Provided data —
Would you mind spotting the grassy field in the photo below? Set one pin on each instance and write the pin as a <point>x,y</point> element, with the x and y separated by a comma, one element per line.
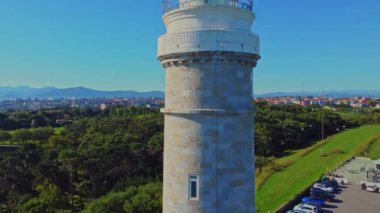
<point>283,185</point>
<point>291,157</point>
<point>373,150</point>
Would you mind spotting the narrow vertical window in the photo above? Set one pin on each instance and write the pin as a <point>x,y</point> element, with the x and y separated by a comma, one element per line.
<point>193,187</point>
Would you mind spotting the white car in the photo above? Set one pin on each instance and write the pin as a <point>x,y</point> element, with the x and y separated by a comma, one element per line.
<point>324,187</point>
<point>372,188</point>
<point>305,208</point>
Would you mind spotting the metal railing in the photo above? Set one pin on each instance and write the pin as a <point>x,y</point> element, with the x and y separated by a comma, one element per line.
<point>169,5</point>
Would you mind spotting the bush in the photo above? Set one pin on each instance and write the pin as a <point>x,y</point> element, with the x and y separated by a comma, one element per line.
<point>5,136</point>
<point>111,203</point>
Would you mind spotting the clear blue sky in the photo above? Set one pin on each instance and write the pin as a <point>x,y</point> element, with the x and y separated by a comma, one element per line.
<point>111,44</point>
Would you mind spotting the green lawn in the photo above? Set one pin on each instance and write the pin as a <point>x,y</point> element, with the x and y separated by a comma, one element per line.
<point>284,185</point>
<point>374,150</point>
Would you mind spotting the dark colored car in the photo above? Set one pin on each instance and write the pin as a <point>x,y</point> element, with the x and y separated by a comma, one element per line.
<point>321,196</point>
<point>330,183</point>
<point>321,191</point>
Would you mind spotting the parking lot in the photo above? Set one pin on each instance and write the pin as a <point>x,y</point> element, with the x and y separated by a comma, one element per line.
<point>352,198</point>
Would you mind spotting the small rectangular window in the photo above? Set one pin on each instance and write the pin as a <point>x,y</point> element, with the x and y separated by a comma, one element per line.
<point>193,187</point>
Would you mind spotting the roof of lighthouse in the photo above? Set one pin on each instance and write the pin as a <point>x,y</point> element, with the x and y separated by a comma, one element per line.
<point>170,5</point>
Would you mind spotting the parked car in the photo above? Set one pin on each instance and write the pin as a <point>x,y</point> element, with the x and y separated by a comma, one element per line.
<point>306,208</point>
<point>318,196</point>
<point>372,188</point>
<point>330,183</point>
<point>331,180</point>
<point>318,201</point>
<point>322,192</point>
<point>295,211</point>
<point>323,187</point>
<point>313,204</point>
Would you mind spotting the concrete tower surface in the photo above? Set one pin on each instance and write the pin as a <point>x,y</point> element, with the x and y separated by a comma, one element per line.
<point>208,53</point>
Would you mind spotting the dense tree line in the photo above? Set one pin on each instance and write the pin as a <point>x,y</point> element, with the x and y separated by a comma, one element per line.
<point>280,128</point>
<point>111,161</point>
<point>96,158</point>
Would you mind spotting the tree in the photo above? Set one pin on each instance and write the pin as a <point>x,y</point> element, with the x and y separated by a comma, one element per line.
<point>5,136</point>
<point>147,199</point>
<point>111,203</point>
<point>260,162</point>
<point>49,199</point>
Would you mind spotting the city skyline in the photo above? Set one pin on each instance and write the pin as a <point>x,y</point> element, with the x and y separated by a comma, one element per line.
<point>110,45</point>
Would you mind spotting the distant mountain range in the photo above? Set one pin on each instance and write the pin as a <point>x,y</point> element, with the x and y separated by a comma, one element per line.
<point>331,93</point>
<point>25,92</point>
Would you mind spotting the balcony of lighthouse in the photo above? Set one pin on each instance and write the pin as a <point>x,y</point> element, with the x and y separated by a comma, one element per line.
<point>170,5</point>
<point>195,26</point>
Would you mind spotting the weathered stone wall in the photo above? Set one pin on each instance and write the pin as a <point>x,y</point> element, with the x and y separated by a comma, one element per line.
<point>209,132</point>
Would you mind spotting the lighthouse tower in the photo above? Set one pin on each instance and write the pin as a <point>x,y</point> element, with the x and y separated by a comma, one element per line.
<point>208,53</point>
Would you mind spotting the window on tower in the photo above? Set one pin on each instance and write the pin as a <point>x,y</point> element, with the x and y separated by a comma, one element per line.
<point>193,187</point>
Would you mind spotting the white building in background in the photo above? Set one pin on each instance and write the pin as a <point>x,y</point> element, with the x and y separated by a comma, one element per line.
<point>208,53</point>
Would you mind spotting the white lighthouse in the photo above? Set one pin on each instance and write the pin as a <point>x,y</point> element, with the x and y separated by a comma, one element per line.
<point>208,53</point>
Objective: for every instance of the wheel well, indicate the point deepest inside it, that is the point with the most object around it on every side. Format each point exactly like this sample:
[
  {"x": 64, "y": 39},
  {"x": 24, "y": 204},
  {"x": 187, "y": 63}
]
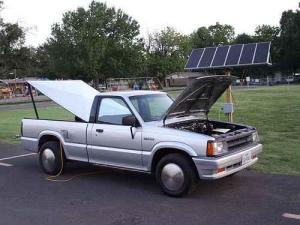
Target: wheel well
[
  {"x": 165, "y": 151},
  {"x": 46, "y": 138}
]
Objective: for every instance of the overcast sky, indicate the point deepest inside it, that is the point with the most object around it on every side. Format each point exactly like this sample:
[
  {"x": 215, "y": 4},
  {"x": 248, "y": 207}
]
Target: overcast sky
[{"x": 152, "y": 15}]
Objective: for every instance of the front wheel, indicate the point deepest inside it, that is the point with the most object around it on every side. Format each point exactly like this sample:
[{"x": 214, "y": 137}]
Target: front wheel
[
  {"x": 175, "y": 174},
  {"x": 51, "y": 158}
]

What you should do —
Please set down each line of the listing above word for word, skipping any pictures.

Your solution —
Would you mind spotting the grassy field in the photo below? Set one pin on each instance and write the pin as a <point>x,y</point> element, with the x and y separated by a comma, one element per line.
<point>283,185</point>
<point>291,157</point>
<point>373,150</point>
Would you mind spotting the narrow vertical window in the photo above? Set one pin on each instance and write the pin as a <point>x,y</point> element, with the x and y separated by a comma, one element per line.
<point>193,187</point>
Would you mind spotting the white car in the photo above? Set one pin on each instance and write the pin as a <point>x,y</point> element, with the x and y separated by a comma, one element per line.
<point>324,187</point>
<point>372,188</point>
<point>305,208</point>
Would you mind spotting the metal railing in the photo above? Set one pin on each instance and write the pin as a <point>x,y</point> element, with the x and y separated by a comma, one element per line.
<point>169,5</point>
Would you mind spotting the bush in the photo above? Set one pin on each instance and write the pin as a <point>x,y</point> element, with the x and y separated by a comma, one element per line.
<point>5,136</point>
<point>111,203</point>
Would you mind spotting the clear blue sky in the photo above? Set one pin on each instance and write the pin as a <point>x,y</point> element, with the x and y separated by a comma, one element per line.
<point>111,44</point>
Would you mind spotting the green lawn in the photo above? Set one pin on each instance and write the pin as a <point>x,y</point> element, with the x and y separated by a comma, one element per line.
<point>284,185</point>
<point>374,150</point>
Would you mind spotting the dark colored car in the photo above? Set one pin on each instance and write the pin as a <point>x,y</point> element, with the x and y separated by a comma, one element per line.
<point>321,196</point>
<point>330,183</point>
<point>321,191</point>
Would you mind spotting the parking lot in the photo above? Set one pin on each instance and write the pin as a <point>x,y</point> element, with the x and y separated by a comma, one element per line.
<point>352,198</point>
Would you mind spotting the small rectangular window in the photo above? Set one pin on each instance and write the pin as a <point>x,y</point> element, with the x and y separated by a comma, one element per line.
<point>193,187</point>
Would you mind spotting the roof of lighthouse in the photo above? Set one pin on each instance and write the pin as a <point>x,y</point> element, with the x and y separated by a comma, one element per line.
<point>170,5</point>
Would you mind spotting the parked car in the photo above? Set one pin on each instance and write the pin as a <point>x,y</point> element, with the x and y separated by a comma, one element per line.
<point>306,208</point>
<point>318,196</point>
<point>372,188</point>
<point>330,183</point>
<point>331,180</point>
<point>318,201</point>
<point>322,192</point>
<point>295,211</point>
<point>323,187</point>
<point>313,204</point>
Would you mind spotting the concrete tower surface in the photo above? Set one pin on each instance and write the pin as a <point>x,y</point> element, with the x and y separated by a comma, one element per line.
<point>208,53</point>
Would you mind spotting the dense tree line in the photo above? Set one pin on each instance and write the pin as a <point>x,y</point> element, with the x and y separated by a comma, one element per line.
<point>280,128</point>
<point>111,161</point>
<point>96,158</point>
Would you mind spotting the tree in the photo above? Set one pin on each instance and write the pin as a <point>x,y</point> element, with the x and y separated by a comma, one element per line.
<point>5,136</point>
<point>147,199</point>
<point>111,203</point>
<point>260,162</point>
<point>49,199</point>
Would you mind spotting the city skyline in the photo above? Set one pin on each instance and write the pin as a <point>x,y</point> element, with the x and y separated by a comma, one element per line.
<point>110,45</point>
Would you mind spotting the distant mountain range in the photo above? Set one pin on each instance and write the pin as a <point>x,y</point> element, with the x and y separated by a comma, one element per line.
<point>331,93</point>
<point>25,92</point>
Would you mind spotting the balcony of lighthouse in the photo above? Set one pin on each instance and write the pin as a <point>x,y</point> element, with the x and y separated by a comma, one element per line.
<point>170,5</point>
<point>195,26</point>
Would you mind spotting the weathered stone wall in the photo above? Set one pin on each instance and write the pin as a <point>x,y</point> element, with the x and y separated by a comma, one element per line.
<point>209,132</point>
Would you mind spotting the lighthouse tower in the photo above? Set one pin on each instance and write the pin as a <point>x,y</point> element, with the x and y separated by a comma, one element per line.
<point>208,53</point>
Would you mind spotting the window on tower in the photo above? Set one pin on each instance and write the pin as a <point>x,y</point> element, with the x and y separated by a comma, one element per line.
<point>193,187</point>
Would you mind spotting the white building in background in the photo above? Set one pin on each instance and write the pin as a <point>x,y</point> element, with the x and y separated by a comma, one element per line.
<point>208,53</point>
Would you mind spotting the white lighthouse in the photo above? Set one pin on each instance and write the pin as a <point>x,y</point> element, with the x and y separated by a comma, one element per line.
<point>208,53</point>
Objective: for every instance of the wheel well, indicate the point deepest inside it, that is the point with the most object around it on every side. Format each point exactly like this sample:
[
  {"x": 64, "y": 39},
  {"x": 24, "y": 204},
  {"x": 187, "y": 63}
]
Target: wheel well
[
  {"x": 165, "y": 151},
  {"x": 46, "y": 138}
]
Objective: for every instance of the overcast sky, indicate the point deepest inside it, that is the point with the most object around it on every side. Format each point exactly like this sample:
[
  {"x": 215, "y": 4},
  {"x": 248, "y": 207}
]
Target: overcast sky
[{"x": 152, "y": 15}]
Objective: for every instance of the front wheel, indicate the point deepest inside it, that is the point with the most object around it on every side. Format each point exactly like this sample:
[{"x": 214, "y": 137}]
Target: front wheel
[
  {"x": 175, "y": 174},
  {"x": 51, "y": 158}
]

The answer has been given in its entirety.